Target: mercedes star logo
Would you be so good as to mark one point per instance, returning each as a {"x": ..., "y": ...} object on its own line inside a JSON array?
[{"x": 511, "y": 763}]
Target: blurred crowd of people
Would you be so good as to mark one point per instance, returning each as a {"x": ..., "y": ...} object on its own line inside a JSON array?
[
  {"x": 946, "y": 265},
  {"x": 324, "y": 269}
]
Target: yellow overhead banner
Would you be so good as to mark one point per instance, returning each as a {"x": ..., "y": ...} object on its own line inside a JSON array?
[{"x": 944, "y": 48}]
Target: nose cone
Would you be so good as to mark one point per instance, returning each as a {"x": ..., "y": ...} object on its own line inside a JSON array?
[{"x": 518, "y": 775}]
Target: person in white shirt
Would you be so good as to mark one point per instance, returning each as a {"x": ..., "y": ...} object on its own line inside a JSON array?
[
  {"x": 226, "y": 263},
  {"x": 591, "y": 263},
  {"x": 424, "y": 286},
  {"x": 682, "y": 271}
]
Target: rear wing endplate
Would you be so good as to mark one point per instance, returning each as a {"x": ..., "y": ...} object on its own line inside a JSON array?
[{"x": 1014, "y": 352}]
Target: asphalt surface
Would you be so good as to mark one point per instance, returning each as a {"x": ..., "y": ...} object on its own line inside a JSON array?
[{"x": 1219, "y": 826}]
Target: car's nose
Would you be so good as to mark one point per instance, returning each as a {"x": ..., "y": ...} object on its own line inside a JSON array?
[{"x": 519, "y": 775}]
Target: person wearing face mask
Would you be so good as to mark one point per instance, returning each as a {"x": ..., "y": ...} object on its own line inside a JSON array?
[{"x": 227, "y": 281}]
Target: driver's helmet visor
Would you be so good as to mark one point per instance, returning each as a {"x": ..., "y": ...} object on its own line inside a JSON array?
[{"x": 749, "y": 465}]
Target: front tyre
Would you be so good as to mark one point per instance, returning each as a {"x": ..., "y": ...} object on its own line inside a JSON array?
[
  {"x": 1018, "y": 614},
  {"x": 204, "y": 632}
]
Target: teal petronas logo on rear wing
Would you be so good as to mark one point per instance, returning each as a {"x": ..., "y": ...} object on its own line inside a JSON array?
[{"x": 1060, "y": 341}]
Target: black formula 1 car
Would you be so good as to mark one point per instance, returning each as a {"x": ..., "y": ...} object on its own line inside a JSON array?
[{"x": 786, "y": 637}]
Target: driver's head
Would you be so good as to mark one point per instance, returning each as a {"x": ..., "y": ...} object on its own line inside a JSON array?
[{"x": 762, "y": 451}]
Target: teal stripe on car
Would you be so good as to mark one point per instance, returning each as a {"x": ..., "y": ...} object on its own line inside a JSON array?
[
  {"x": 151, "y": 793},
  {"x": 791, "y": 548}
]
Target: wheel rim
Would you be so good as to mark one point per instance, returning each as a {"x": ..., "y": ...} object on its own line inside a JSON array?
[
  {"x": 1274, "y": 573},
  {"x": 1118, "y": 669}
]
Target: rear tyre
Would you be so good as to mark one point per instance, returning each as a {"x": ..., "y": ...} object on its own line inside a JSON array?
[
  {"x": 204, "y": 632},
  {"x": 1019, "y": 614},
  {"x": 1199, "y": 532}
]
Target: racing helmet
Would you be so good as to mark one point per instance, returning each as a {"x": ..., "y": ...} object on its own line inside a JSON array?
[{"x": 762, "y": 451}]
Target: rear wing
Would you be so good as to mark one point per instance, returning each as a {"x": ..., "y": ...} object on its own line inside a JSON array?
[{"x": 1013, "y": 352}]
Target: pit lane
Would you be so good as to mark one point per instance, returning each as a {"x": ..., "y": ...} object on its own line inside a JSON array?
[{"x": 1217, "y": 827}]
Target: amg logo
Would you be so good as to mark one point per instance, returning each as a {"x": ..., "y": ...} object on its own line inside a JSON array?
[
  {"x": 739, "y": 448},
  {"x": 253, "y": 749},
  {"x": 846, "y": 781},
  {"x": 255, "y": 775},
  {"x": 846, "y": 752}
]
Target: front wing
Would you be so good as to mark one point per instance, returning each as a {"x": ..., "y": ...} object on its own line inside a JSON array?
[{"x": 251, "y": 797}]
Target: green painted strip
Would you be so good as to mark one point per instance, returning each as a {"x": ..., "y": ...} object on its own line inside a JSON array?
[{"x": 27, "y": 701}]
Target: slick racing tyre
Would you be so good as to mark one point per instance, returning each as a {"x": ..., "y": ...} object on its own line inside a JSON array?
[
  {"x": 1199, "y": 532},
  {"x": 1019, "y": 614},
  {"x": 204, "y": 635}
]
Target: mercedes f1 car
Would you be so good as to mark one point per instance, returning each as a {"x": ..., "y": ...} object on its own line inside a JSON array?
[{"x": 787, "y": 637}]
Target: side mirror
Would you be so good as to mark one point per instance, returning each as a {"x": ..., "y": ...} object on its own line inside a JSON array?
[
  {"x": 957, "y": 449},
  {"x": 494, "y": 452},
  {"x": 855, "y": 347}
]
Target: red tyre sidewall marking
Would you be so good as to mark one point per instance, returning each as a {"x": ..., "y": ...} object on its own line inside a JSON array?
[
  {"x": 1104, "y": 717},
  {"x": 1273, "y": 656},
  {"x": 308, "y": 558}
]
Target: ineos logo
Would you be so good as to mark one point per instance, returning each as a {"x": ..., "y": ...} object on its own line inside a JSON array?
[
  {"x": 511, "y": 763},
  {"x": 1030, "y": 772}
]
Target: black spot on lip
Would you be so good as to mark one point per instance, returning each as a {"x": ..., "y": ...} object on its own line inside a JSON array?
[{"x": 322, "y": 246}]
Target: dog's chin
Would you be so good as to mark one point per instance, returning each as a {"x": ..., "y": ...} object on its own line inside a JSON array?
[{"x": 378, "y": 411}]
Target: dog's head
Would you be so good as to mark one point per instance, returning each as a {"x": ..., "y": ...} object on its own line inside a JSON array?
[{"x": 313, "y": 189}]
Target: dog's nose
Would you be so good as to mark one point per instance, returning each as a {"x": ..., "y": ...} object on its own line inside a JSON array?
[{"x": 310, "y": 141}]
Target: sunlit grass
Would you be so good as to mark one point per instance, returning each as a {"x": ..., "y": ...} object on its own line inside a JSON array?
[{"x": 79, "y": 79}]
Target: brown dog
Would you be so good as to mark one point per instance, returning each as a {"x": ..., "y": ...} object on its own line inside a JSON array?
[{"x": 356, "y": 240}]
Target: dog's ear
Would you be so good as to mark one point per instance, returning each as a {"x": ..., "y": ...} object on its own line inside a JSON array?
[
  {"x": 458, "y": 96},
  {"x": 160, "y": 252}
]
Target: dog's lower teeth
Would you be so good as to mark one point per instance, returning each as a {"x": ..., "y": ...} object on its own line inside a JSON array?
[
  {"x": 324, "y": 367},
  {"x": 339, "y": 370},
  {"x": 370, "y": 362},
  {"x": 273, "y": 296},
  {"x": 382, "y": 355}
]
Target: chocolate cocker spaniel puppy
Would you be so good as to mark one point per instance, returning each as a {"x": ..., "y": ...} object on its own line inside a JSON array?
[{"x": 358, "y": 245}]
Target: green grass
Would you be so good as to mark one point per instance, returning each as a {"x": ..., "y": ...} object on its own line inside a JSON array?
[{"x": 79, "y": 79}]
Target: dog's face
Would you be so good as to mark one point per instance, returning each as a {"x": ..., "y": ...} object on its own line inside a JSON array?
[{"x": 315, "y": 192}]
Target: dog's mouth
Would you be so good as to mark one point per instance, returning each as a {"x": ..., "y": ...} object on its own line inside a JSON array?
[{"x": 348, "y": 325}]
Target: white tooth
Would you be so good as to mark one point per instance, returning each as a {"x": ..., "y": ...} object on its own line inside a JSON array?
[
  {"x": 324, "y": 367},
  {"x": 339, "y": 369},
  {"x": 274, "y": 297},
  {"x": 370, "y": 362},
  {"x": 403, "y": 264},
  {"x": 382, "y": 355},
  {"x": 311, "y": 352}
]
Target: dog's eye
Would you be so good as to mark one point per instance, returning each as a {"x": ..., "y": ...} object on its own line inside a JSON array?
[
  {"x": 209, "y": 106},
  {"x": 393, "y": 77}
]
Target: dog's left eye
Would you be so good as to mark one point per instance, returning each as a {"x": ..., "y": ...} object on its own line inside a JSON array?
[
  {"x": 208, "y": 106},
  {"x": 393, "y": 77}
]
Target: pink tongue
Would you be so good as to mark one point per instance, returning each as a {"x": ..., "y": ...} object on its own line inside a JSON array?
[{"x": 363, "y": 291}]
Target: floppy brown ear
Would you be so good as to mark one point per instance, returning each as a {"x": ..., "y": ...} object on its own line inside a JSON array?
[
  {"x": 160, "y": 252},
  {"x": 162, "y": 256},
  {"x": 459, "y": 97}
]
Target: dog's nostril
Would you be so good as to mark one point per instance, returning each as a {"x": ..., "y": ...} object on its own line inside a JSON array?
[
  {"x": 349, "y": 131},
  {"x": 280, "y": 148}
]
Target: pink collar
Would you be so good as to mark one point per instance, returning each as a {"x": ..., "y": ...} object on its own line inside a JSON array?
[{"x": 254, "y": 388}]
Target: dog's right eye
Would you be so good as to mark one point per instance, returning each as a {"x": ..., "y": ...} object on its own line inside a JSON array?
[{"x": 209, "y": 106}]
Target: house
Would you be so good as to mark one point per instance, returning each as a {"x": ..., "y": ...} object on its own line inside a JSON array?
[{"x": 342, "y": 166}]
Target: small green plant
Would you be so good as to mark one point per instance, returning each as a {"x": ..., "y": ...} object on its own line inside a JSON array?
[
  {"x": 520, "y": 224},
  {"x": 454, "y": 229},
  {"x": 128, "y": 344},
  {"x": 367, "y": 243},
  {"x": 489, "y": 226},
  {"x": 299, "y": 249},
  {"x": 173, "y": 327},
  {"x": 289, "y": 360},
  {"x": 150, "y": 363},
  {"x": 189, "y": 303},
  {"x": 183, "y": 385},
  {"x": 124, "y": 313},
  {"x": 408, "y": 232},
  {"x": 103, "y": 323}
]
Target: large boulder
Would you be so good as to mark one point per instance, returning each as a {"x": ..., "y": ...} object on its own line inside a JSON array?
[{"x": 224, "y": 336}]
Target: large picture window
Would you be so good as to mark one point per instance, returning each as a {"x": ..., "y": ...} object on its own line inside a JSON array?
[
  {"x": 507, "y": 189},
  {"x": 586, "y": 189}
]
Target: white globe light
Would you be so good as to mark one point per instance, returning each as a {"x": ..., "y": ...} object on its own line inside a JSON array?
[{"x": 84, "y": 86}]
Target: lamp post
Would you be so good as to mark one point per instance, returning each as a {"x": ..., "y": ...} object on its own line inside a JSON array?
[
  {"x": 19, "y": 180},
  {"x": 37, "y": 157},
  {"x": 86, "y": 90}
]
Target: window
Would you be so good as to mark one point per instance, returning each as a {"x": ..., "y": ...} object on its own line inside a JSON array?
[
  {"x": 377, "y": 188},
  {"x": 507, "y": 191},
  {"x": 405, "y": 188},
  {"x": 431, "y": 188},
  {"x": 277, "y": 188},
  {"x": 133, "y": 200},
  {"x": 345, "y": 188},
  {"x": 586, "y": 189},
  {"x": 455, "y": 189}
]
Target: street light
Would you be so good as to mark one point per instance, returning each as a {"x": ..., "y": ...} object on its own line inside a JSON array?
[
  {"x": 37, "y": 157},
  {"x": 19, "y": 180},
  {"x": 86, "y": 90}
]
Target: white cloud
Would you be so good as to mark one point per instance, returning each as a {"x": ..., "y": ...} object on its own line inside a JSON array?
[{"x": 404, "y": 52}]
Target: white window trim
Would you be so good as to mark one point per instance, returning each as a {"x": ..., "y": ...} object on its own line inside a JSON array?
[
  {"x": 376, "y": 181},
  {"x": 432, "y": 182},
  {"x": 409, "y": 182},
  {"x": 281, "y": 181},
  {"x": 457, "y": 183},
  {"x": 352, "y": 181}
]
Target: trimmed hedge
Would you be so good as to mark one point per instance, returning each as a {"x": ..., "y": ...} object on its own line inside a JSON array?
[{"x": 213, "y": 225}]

──────

Rescale the entries from the line with "Target: trimmed hedge" through the end of the entries by writing those lines out again, requests included, with every x and y coordinate in the answers multiplied by 1.35. Round the results to whole numbers, with halves rounded up.

Answer to the problem:
Target: trimmed hedge
Would you be so good as to mark one point per instance, returning each as a {"x": ..., "y": ...} object on its own line inside a JSON array?
[{"x": 288, "y": 304}]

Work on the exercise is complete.